YOUR TASK: Without including any images, reproduce each entry exactly.

[Stored records]
————————

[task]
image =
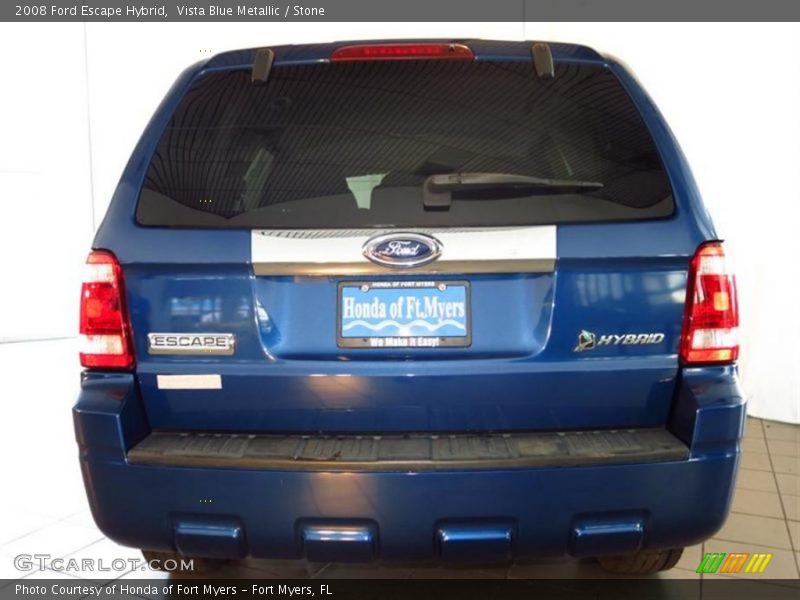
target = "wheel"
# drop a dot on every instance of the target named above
(641, 563)
(173, 562)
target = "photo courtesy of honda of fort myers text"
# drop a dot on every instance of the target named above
(411, 300)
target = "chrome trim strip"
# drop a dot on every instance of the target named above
(189, 382)
(466, 251)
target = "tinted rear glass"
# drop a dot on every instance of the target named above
(351, 145)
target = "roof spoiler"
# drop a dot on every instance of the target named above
(262, 65)
(543, 60)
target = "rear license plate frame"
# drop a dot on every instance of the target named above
(405, 342)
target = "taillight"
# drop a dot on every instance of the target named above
(711, 320)
(401, 52)
(105, 338)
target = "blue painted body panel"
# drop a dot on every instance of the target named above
(521, 373)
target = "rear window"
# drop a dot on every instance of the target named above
(355, 145)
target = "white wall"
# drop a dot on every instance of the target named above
(731, 93)
(45, 183)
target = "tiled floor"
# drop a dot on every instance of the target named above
(47, 513)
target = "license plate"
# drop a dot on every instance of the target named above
(404, 314)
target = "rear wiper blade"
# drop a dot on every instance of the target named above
(437, 189)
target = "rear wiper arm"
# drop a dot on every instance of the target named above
(437, 189)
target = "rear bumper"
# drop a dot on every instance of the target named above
(489, 513)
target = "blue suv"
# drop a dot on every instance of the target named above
(452, 300)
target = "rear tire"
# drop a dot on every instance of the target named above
(157, 560)
(641, 563)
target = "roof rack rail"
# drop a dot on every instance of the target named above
(262, 65)
(543, 60)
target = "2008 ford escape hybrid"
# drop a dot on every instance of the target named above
(418, 300)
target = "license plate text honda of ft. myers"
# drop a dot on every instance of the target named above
(453, 300)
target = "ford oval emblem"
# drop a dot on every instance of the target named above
(402, 249)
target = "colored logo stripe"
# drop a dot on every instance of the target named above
(722, 562)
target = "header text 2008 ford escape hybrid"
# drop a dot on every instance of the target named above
(454, 300)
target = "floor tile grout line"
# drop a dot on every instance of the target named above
(783, 510)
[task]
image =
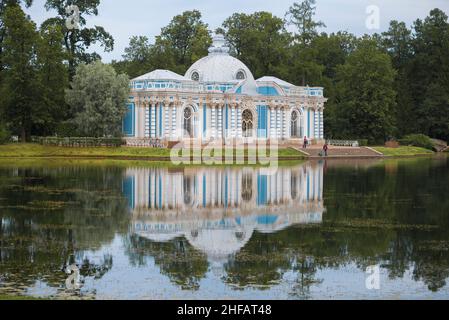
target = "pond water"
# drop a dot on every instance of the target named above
(314, 230)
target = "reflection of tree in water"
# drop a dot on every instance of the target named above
(52, 215)
(177, 259)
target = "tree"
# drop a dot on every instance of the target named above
(20, 87)
(78, 40)
(138, 57)
(3, 6)
(301, 16)
(260, 41)
(98, 99)
(428, 75)
(366, 95)
(185, 40)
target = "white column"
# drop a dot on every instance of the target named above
(147, 121)
(239, 121)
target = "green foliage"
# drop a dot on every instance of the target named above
(98, 100)
(363, 142)
(417, 140)
(19, 87)
(52, 78)
(365, 94)
(260, 41)
(301, 16)
(81, 142)
(66, 129)
(185, 40)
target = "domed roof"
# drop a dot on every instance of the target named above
(218, 243)
(219, 66)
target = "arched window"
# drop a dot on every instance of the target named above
(294, 125)
(241, 75)
(187, 190)
(195, 76)
(188, 118)
(296, 128)
(294, 186)
(247, 123)
(247, 187)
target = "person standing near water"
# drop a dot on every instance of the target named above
(325, 148)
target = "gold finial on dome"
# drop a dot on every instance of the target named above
(219, 45)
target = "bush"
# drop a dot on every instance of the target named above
(81, 142)
(417, 140)
(363, 142)
(66, 129)
(5, 136)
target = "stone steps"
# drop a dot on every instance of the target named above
(314, 152)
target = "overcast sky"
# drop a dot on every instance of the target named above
(126, 18)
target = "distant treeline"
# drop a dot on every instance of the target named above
(379, 86)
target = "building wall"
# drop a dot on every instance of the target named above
(217, 118)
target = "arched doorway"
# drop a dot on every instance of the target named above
(296, 127)
(247, 123)
(188, 122)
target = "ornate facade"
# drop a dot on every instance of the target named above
(218, 98)
(218, 210)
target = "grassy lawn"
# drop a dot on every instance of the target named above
(403, 151)
(36, 150)
(11, 298)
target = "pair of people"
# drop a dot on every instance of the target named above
(325, 147)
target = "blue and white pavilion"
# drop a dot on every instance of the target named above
(218, 98)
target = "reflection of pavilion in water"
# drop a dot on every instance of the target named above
(217, 210)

————————

TASK SOLUTION:
[task]
image =
target = "wheel"
# drop a dot on every instance of the target named above
(641, 563)
(173, 562)
target = "photo courtesy of honda of fort myers text"
# drop a dot on every instance of the target named above
(411, 300)
target = "chrome trim strip"
# drop a dot on every instance of the target named above
(189, 382)
(466, 251)
target = "tinted rear glass"
# drop a dot on every instance of the target named above
(351, 145)
target = "roof spoiler"
# drop a dot on every instance of the target named above
(262, 65)
(543, 60)
target = "rear license plate frame"
# drop a dot on every instance of the target named above
(405, 342)
target = "taillight"
# drop a dot on every instance of the target named above
(711, 320)
(401, 52)
(105, 338)
target = "blue painted body panel"
# drop a dot on every instance of the target named above
(521, 373)
target = "rear window"
# drop a dot on every instance of the target named above
(355, 145)
target = "white wall"
# drop a dot on every instance of the target named above
(731, 93)
(45, 183)
target = "tiled floor"
# drop a dot on every instance of the target named above
(47, 513)
target = "license plate"
# drop a dot on every instance of the target named above
(404, 314)
target = "rear wiper blade"
# drop a dot on every instance of the target named above
(437, 189)
target = "rear wiper arm"
# drop a dot on every instance of the target named above
(437, 189)
target = "rear bumper"
# drop a dot on every instance of the target named above
(489, 513)
target = "blue suv"
# drop a dot on every instance of the target named above
(452, 300)
target = "rear tire"
# drop a dot on every instance of the target named above
(157, 560)
(641, 563)
target = "roof rack rail"
# drop a dot on every instance of the target named above
(262, 65)
(543, 60)
target = "2008 ford escape hybrid"
# drop a dot on every instance of the target named above
(418, 300)
target = "license plate text honda of ft. myers"
# drop a dot on every instance of the target named above
(453, 300)
target = "ford oval emblem"
# drop a dot on every instance of the target named above
(402, 249)
target = "colored logo stripe"
# drop a dot on every instance of the target named above
(722, 562)
target = "header text 2008 ford escape hybrid"
# drop a dot on every instance of the target named above
(454, 300)
target = "floor tile grout line"
# drop a dot on every instance of the target named above
(783, 510)
[task]
image =
target = "pond water"
# drop a dot on every instance of the target named above
(314, 230)
target = "reflection of tree in water"
# drop a dot on every instance of the target named above
(52, 215)
(177, 259)
target = "tree"
# drop a dot on every instance of the target named above
(20, 87)
(78, 40)
(138, 57)
(3, 6)
(301, 16)
(260, 41)
(98, 99)
(428, 75)
(366, 95)
(185, 40)
target = "white column"
# drop a dot on every instance of the target named above
(147, 121)
(239, 121)
target = "green foliage"
# drop a dot on every instance of the target named above
(98, 100)
(363, 142)
(417, 140)
(19, 87)
(52, 78)
(365, 94)
(260, 41)
(301, 16)
(81, 142)
(66, 129)
(185, 40)
target = "domed roof"
# drop a dot on every instance of the target named above
(218, 243)
(219, 66)
target = "arched window"
# drop a dot on every instance of the target named above
(294, 125)
(241, 75)
(187, 190)
(195, 76)
(188, 118)
(296, 128)
(294, 186)
(247, 123)
(247, 187)
target = "person standing near water"
# drop a dot on every instance of the target named above
(325, 148)
target = "gold finial on dome"
# drop a dot on every instance of the target named above
(219, 45)
target = "bush"
# drop a dot on every instance of the target named above
(81, 142)
(417, 140)
(363, 142)
(66, 129)
(5, 136)
target = "stone steps"
# drop a dot on every instance of the target named above
(314, 152)
target = "overcast sky"
# drop a dot on every instance of the target named above
(126, 18)
target = "distant treeline"
# drop a dot on every instance of the target named above
(379, 86)
target = "building wall"
# drop a dot on every instance of the target named above
(217, 118)
target = "arched doorway"
# drop a dot on every instance of the target named above
(296, 127)
(247, 123)
(188, 122)
target = "ornate facade"
# drop a dot on every instance of the target named above
(218, 98)
(218, 210)
target = "grassy lawn"
# drop a dot on every instance of the target named above
(403, 151)
(36, 150)
(11, 298)
target = "pair of people"
# drop a dot on every instance of the target named above
(325, 147)
target = "blue and white pavilion"
# drop a dot on every instance of the target named above
(218, 98)
target = "reflection of pavilion in water"
# drop a dot on every instance of the target named above
(217, 210)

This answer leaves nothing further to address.